• **Request**
Rewrite the data from the line containing "Readme: the locator spots each instance of the burgundy" through the end, inclusive, replacing "locator" with "detector" and leaving everything else unchanged.

• **Provided data**
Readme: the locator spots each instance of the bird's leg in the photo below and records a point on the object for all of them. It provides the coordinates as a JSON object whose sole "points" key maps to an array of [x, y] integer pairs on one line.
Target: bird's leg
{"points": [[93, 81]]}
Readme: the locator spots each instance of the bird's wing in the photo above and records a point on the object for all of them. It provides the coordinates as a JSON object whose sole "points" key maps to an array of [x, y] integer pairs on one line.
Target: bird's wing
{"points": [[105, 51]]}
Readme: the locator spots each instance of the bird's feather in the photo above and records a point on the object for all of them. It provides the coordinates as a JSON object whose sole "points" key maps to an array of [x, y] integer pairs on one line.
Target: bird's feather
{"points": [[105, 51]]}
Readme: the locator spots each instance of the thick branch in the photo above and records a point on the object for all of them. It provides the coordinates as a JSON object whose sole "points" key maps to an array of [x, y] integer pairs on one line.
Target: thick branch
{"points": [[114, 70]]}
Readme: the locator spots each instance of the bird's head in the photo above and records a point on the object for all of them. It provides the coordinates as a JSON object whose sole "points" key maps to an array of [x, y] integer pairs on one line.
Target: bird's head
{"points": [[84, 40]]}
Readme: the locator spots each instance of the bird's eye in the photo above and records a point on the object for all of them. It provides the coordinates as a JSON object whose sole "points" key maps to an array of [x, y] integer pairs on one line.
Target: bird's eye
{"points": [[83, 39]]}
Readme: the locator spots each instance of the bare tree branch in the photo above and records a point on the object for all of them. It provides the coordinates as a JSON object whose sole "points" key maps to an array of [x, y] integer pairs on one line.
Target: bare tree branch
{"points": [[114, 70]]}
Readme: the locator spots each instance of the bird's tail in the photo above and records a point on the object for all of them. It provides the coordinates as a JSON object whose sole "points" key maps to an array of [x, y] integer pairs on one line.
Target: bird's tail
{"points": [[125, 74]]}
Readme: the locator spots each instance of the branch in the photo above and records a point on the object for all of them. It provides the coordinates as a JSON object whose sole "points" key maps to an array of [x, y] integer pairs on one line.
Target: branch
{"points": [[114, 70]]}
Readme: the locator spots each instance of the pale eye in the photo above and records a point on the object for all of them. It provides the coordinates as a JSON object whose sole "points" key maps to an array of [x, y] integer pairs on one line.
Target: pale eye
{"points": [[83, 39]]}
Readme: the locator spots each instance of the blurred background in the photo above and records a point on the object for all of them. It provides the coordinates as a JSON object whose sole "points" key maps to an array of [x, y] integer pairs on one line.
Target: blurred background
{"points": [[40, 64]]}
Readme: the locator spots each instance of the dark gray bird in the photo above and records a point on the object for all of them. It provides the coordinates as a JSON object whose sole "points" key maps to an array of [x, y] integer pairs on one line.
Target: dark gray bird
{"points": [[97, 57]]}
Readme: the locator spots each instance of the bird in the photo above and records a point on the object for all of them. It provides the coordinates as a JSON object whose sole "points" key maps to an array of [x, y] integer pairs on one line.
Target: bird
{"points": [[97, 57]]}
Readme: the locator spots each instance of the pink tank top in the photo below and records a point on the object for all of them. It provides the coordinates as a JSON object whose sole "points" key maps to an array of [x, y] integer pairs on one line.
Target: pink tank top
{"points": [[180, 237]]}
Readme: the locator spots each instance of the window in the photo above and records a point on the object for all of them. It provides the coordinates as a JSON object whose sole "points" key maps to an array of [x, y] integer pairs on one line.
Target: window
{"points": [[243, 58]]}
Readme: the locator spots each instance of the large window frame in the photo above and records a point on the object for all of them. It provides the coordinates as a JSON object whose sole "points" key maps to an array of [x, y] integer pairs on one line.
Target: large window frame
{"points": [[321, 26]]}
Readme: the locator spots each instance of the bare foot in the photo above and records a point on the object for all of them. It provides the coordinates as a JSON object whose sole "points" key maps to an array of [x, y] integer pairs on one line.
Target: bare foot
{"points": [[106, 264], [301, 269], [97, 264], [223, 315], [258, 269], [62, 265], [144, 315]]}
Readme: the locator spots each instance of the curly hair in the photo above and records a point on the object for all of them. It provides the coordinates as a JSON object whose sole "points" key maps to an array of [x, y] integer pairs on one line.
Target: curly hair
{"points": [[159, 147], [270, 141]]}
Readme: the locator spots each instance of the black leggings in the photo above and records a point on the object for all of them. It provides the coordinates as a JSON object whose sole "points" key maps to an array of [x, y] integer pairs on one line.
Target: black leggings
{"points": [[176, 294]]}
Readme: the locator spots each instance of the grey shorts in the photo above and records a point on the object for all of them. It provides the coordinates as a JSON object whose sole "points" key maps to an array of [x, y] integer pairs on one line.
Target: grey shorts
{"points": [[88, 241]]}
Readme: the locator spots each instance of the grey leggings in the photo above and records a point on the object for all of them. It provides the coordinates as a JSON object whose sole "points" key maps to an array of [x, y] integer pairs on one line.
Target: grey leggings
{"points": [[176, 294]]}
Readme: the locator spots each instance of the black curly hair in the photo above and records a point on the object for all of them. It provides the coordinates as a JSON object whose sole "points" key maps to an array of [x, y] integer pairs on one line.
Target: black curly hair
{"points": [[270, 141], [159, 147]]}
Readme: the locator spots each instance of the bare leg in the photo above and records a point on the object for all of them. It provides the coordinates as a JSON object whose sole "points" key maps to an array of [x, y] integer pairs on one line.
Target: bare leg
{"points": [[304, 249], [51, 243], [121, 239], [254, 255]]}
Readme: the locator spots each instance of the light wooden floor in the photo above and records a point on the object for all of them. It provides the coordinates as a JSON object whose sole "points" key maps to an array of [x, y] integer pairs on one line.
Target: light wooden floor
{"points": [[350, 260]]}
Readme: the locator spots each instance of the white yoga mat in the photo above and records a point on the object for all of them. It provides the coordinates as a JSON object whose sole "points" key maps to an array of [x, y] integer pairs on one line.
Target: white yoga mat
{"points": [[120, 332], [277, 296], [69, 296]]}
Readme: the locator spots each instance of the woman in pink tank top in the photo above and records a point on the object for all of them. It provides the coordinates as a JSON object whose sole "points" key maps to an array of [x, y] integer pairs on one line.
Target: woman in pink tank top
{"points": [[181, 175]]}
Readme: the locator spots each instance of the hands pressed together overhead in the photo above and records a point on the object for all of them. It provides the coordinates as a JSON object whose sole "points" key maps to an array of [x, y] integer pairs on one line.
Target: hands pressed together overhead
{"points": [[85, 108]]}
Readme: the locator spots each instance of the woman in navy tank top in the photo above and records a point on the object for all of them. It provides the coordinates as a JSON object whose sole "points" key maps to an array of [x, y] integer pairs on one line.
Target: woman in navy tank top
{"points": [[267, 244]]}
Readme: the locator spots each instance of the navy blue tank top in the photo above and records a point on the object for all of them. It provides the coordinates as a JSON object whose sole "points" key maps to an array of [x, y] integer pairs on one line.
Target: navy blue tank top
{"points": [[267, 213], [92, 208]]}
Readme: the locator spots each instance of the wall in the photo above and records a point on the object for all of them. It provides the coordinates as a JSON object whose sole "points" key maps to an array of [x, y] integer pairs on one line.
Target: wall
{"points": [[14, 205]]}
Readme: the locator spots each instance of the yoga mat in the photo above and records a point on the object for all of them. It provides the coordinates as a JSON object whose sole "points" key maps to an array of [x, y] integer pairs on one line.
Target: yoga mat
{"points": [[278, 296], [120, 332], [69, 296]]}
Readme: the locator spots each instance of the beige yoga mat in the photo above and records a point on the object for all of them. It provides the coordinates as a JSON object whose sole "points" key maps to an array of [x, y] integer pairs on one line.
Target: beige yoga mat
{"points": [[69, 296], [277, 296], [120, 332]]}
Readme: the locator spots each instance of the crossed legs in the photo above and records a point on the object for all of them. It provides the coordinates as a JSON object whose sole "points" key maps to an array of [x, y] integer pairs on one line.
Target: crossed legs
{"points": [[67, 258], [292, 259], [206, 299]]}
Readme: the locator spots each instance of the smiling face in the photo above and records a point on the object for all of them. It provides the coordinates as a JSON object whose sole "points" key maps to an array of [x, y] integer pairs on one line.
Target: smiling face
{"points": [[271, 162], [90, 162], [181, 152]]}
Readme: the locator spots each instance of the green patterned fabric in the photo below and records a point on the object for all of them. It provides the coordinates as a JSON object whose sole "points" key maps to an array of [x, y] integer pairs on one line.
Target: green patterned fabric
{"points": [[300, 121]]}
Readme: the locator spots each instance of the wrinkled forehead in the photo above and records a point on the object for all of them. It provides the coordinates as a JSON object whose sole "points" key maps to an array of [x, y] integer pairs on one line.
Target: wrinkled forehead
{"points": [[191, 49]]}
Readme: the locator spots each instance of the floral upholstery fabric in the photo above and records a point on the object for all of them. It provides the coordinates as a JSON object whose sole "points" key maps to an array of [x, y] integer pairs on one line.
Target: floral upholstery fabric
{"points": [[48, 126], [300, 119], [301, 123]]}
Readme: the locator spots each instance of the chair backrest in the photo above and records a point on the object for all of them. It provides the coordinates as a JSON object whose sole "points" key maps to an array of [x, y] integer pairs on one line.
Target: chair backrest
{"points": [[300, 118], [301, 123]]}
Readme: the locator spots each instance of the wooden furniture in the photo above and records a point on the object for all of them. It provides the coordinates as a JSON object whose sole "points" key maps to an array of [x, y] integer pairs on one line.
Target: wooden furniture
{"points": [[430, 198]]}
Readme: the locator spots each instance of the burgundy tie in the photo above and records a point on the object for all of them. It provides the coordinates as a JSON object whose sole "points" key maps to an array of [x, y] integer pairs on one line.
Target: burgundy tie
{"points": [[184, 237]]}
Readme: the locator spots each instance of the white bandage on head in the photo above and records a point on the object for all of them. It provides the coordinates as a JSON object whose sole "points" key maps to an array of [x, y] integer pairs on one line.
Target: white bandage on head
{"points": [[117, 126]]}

• **Task result**
Readme: the detector spots each instance of the burgundy tie in the photo above and records a point on the object for all of them. It provides the coordinates as a JSON object whose sole "points" key maps to an array of [x, y] integer pairs on one line.
Target: burgundy tie
{"points": [[184, 237]]}
Readme: the detector spots each instance of the white bandage on head in the photo above and records a point on the object for all of them. It provides the coordinates as a JSON object whose sole "points" key maps to an array of [x, y] integer pairs on one line.
Target: white bandage on head
{"points": [[117, 126]]}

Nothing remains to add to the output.